__Assigned task__: Word for word, and with pictures excluded, copy out all the records that follow.

__Data for analysis__:
○ ○ ○ ○

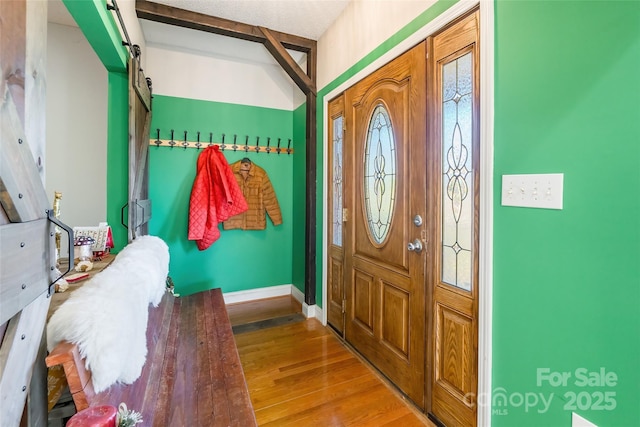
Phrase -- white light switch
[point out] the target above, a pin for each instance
(533, 190)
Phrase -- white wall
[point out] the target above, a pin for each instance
(76, 127)
(362, 26)
(212, 77)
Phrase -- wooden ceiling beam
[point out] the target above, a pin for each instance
(211, 24)
(287, 63)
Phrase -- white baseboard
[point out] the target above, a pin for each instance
(274, 291)
(297, 294)
(260, 293)
(312, 311)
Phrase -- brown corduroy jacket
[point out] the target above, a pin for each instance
(260, 196)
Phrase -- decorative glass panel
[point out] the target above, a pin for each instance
(457, 179)
(380, 174)
(337, 181)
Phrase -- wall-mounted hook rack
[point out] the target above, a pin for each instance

○ ○ ○ ○

__Solution for this exercise__:
Phrase -- white light switch
[point out] the target above, a pin for each instance
(533, 190)
Phrase -- white wall
[point out] the target above, a pin for each instance
(76, 127)
(362, 26)
(212, 77)
Phrase -- wooden ceiling beam
[point out] the target above, a pin for each instance
(211, 24)
(287, 63)
Phrase -- white baseboard
[point out] the target above, a pin for each instance
(274, 291)
(297, 294)
(260, 293)
(312, 311)
Phrase -- brown corduroy jacket
[point out] the target above, a pin for each instance
(260, 196)
Phrase -- decorative glass panel
[point out] the target above, a pin for each instance
(457, 179)
(380, 174)
(337, 181)
Phrase -- wall-mounted hook rack
[point out] the target above, a pin for each instance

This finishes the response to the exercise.